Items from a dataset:
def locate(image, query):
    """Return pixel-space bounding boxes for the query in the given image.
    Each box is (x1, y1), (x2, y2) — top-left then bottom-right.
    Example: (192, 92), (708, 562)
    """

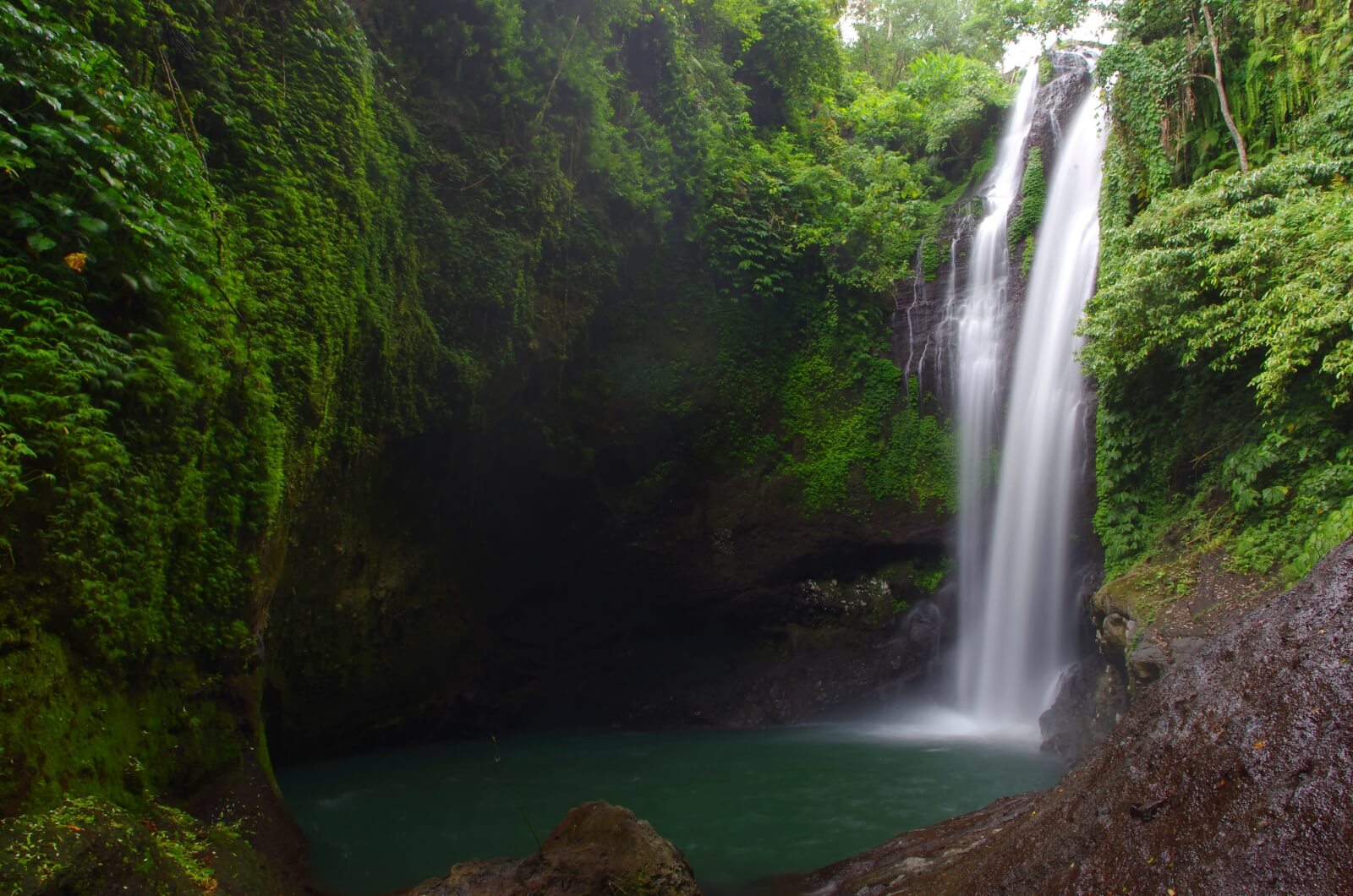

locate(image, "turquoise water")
(279, 725), (1060, 896)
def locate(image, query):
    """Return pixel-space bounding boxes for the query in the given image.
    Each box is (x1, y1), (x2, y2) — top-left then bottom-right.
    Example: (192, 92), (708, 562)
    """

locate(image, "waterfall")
(952, 65), (1038, 714)
(958, 63), (1104, 725)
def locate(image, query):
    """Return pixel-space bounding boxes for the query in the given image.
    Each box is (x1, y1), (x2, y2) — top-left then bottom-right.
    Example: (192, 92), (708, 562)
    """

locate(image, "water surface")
(279, 721), (1060, 896)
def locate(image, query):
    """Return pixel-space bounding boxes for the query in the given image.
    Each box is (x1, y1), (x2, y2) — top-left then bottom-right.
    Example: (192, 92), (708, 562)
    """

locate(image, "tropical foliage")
(1085, 2), (1353, 579)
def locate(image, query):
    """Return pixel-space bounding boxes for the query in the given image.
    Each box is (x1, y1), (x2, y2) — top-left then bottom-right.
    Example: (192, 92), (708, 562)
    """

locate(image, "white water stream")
(956, 61), (1104, 729)
(952, 65), (1038, 719)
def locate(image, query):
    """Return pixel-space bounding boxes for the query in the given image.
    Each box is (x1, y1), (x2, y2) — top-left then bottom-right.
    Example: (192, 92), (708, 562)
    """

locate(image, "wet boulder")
(408, 800), (699, 896)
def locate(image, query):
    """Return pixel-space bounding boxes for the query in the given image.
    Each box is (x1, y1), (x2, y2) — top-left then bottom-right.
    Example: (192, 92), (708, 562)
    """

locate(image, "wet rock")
(1127, 640), (1170, 696)
(1038, 657), (1127, 762)
(1170, 637), (1207, 664)
(1098, 613), (1130, 664)
(771, 540), (1353, 894)
(408, 801), (699, 896)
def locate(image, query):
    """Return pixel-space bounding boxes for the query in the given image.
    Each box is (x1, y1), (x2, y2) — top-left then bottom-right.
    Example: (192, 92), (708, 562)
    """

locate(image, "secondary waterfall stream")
(956, 57), (1104, 728)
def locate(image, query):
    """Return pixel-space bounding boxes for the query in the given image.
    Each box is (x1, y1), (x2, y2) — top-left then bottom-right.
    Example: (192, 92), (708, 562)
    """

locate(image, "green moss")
(0, 633), (242, 811)
(1010, 146), (1047, 250)
(0, 799), (293, 896)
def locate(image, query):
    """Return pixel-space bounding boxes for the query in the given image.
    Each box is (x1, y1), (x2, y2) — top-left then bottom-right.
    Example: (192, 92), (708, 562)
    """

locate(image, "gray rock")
(408, 800), (699, 896)
(1127, 640), (1170, 696)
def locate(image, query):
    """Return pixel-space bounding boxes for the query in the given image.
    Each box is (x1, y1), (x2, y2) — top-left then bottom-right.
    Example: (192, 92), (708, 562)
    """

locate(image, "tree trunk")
(1202, 3), (1250, 175)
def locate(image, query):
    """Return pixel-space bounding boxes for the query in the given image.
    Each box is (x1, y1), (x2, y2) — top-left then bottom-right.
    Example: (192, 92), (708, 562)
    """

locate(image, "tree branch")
(1202, 3), (1250, 175)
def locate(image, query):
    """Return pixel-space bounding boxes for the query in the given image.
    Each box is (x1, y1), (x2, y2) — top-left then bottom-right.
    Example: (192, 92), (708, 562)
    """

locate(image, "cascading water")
(952, 65), (1038, 702)
(958, 59), (1104, 725)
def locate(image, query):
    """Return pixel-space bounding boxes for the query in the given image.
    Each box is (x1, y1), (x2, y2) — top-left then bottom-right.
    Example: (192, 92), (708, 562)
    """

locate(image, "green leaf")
(79, 216), (108, 236)
(29, 232), (57, 252)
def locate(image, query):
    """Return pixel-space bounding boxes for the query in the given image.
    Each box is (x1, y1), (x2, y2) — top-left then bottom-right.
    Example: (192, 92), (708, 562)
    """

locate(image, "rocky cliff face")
(264, 427), (945, 761)
(893, 52), (1093, 412)
(782, 540), (1353, 893)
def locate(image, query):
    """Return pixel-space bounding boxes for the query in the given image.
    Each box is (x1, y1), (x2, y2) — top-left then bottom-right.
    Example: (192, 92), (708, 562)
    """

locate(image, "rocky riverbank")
(773, 541), (1353, 894)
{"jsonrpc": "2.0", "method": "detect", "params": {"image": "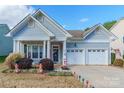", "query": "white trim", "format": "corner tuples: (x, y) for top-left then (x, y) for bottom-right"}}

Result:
(5, 15), (55, 37)
(43, 41), (46, 58)
(83, 24), (118, 40)
(47, 40), (50, 58)
(51, 44), (60, 63)
(5, 14), (30, 37)
(31, 16), (55, 37)
(66, 48), (86, 65)
(33, 10), (72, 37)
(85, 48), (109, 65)
(26, 44), (43, 60)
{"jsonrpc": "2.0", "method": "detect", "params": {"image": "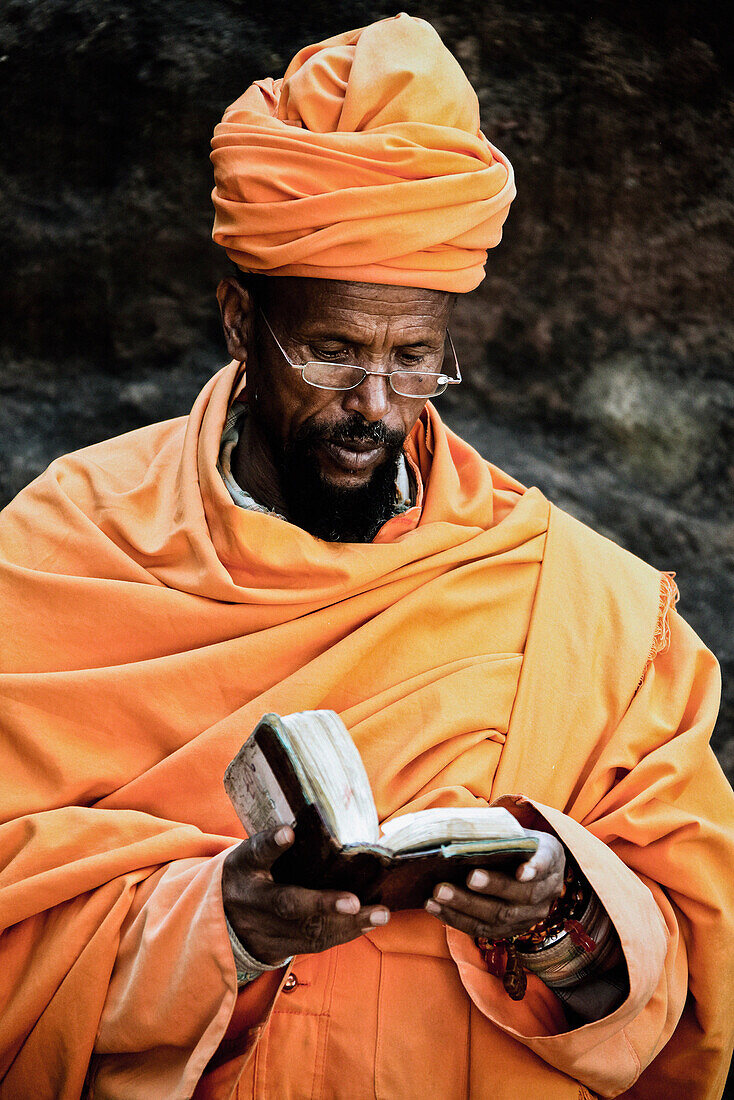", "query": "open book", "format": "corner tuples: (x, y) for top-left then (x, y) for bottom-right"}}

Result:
(224, 711), (537, 909)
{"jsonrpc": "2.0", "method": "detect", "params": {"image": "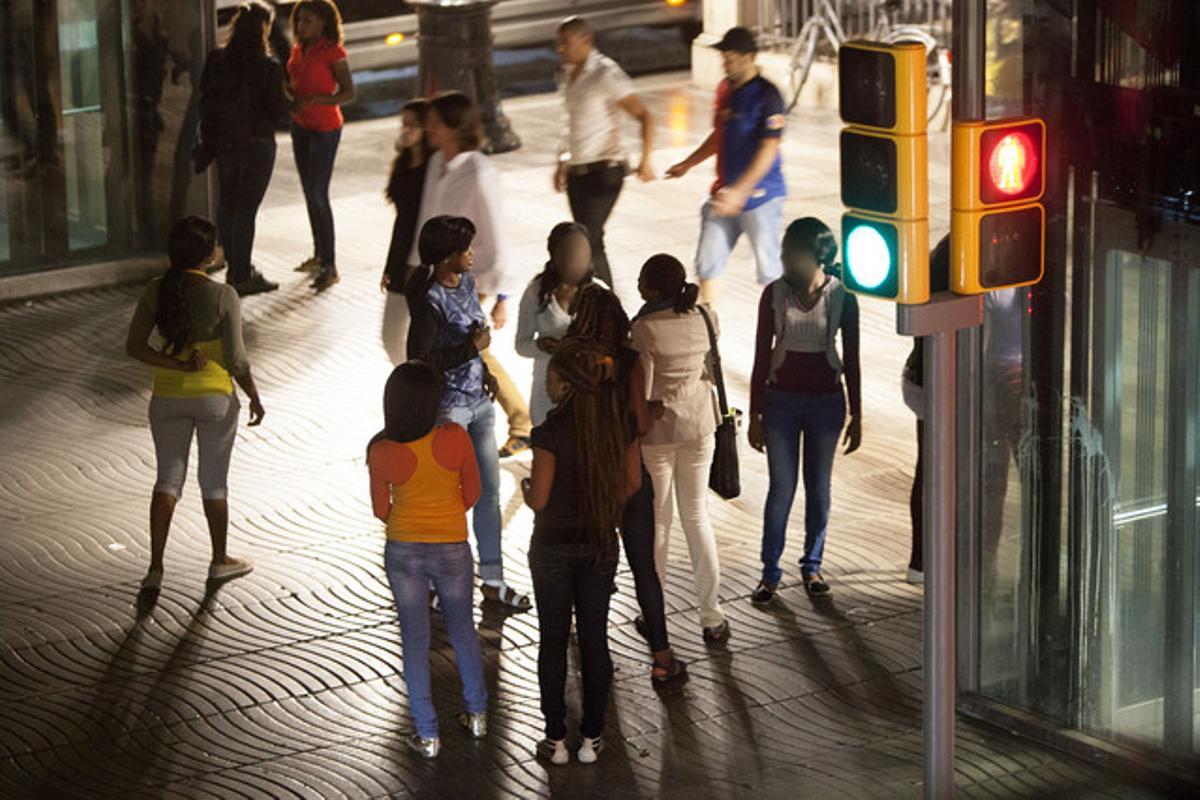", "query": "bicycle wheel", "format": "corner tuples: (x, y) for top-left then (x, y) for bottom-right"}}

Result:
(786, 25), (817, 114)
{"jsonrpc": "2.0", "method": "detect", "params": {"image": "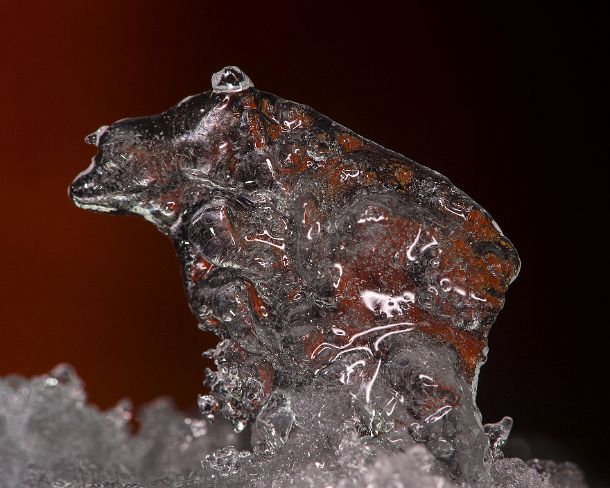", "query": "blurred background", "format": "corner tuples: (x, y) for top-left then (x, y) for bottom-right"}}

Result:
(0, 0), (610, 486)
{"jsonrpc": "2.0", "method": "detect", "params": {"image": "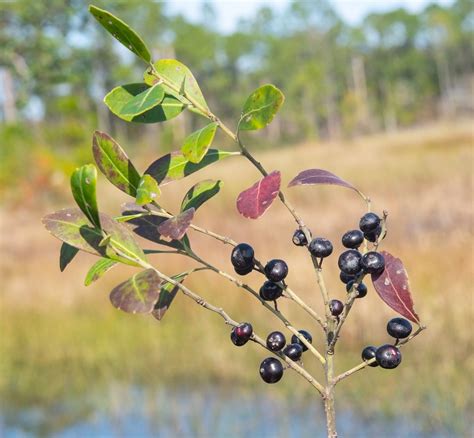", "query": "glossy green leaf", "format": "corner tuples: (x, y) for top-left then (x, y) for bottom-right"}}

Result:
(89, 5), (151, 63)
(181, 179), (222, 211)
(120, 84), (165, 117)
(238, 84), (285, 131)
(181, 122), (218, 163)
(136, 175), (161, 205)
(110, 269), (162, 313)
(71, 164), (100, 228)
(84, 258), (117, 286)
(144, 59), (209, 111)
(59, 243), (79, 272)
(104, 83), (184, 123)
(92, 131), (140, 197)
(145, 149), (240, 186)
(43, 208), (146, 266)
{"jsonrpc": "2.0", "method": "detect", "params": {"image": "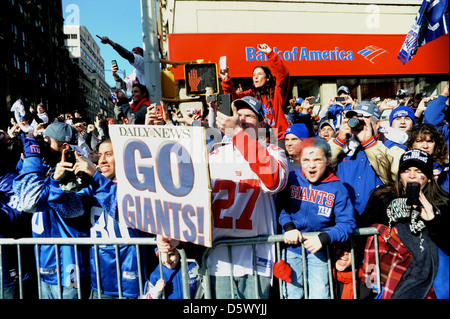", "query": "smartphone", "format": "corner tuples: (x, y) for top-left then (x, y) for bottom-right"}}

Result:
(217, 94), (233, 116)
(308, 97), (320, 104)
(64, 149), (77, 164)
(405, 183), (420, 206)
(386, 100), (398, 107)
(206, 94), (217, 103)
(156, 105), (163, 116)
(219, 56), (227, 70)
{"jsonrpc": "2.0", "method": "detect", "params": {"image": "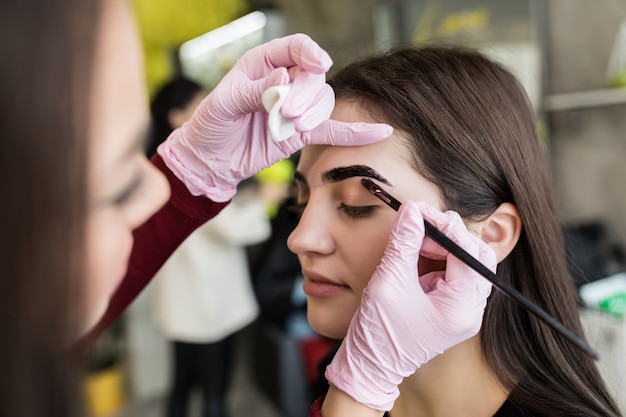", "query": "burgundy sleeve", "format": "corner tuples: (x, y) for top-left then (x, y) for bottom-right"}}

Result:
(80, 154), (228, 345)
(309, 395), (326, 417)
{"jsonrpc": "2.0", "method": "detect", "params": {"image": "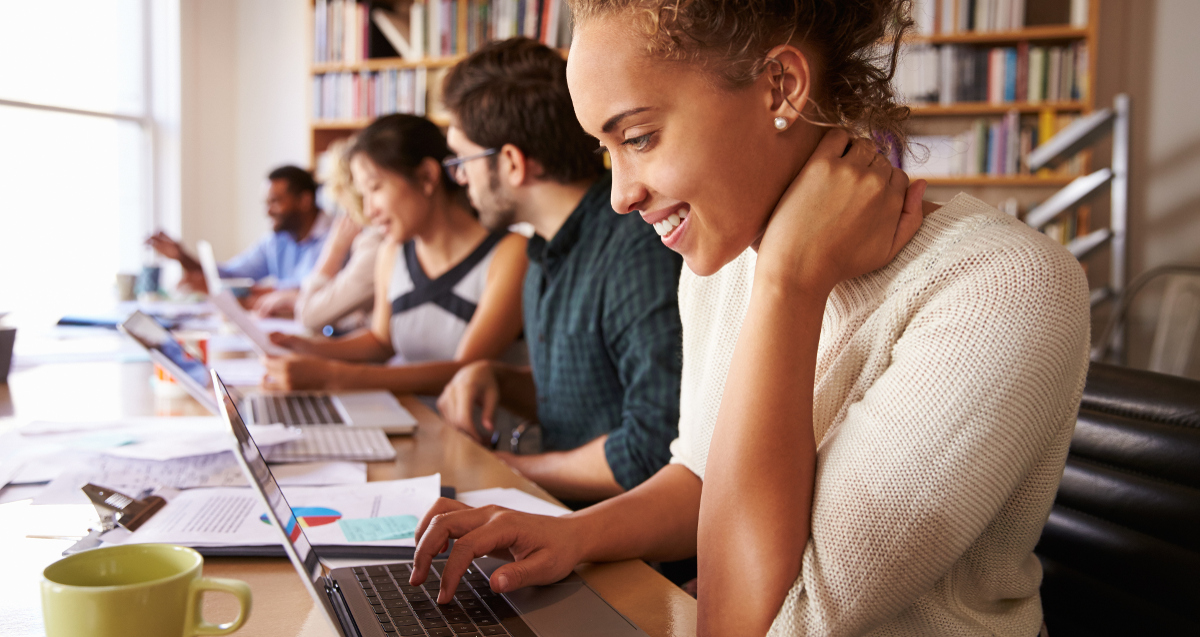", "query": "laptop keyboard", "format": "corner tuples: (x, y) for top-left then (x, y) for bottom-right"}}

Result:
(354, 561), (535, 637)
(250, 393), (346, 425)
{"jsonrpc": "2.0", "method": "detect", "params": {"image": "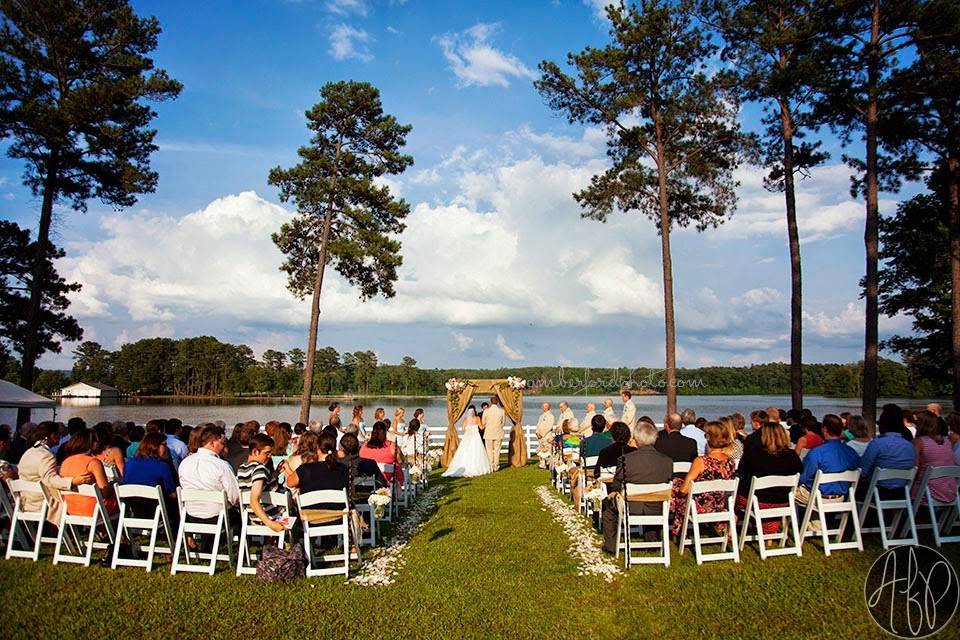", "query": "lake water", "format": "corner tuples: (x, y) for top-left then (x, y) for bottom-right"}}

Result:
(0, 396), (950, 429)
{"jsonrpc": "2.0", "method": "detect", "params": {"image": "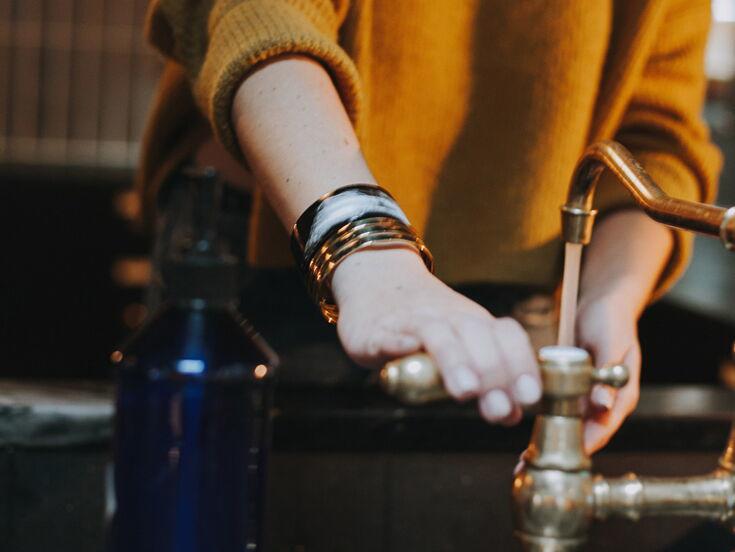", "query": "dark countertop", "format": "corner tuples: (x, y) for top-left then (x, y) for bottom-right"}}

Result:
(0, 380), (735, 453)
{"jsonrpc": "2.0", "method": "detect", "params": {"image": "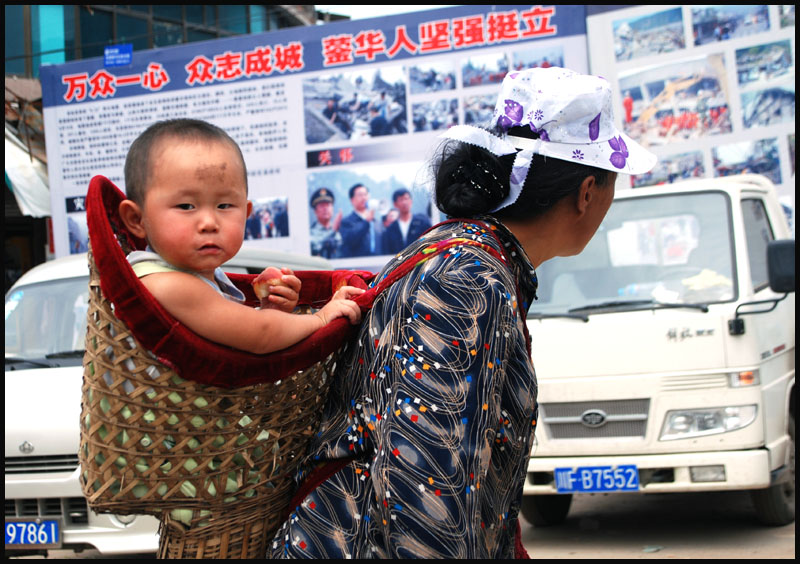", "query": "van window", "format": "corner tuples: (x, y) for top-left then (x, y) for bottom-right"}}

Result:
(742, 198), (775, 292)
(531, 192), (737, 315)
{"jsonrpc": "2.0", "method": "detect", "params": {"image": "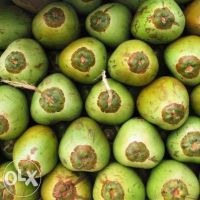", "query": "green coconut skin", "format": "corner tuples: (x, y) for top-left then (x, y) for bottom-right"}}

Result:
(93, 163), (145, 200)
(85, 78), (135, 125)
(164, 35), (200, 86)
(116, 0), (141, 11)
(58, 37), (107, 84)
(85, 3), (132, 47)
(30, 73), (83, 125)
(59, 117), (110, 172)
(63, 0), (102, 15)
(0, 38), (48, 85)
(146, 160), (199, 200)
(13, 125), (58, 177)
(0, 85), (29, 140)
(0, 5), (32, 49)
(113, 118), (165, 169)
(32, 2), (80, 49)
(108, 40), (159, 86)
(131, 0), (185, 44)
(0, 138), (17, 160)
(176, 0), (192, 4)
(166, 116), (200, 164)
(137, 76), (189, 130)
(0, 162), (39, 200)
(41, 164), (92, 200)
(190, 85), (200, 116)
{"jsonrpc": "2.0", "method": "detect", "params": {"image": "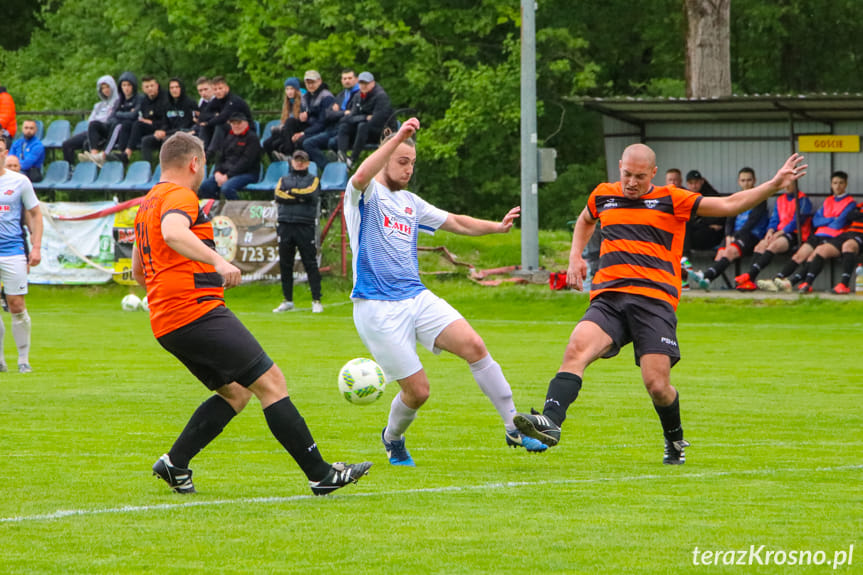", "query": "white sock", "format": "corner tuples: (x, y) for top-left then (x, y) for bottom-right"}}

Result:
(384, 392), (417, 441)
(12, 309), (30, 364)
(470, 354), (515, 431)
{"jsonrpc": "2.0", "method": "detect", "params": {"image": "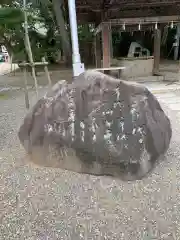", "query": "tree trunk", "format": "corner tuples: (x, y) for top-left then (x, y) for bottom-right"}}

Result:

▶ The request: Count the lines of the data that contain the string "waterfall" and give only that number.

▶ Answer below: 2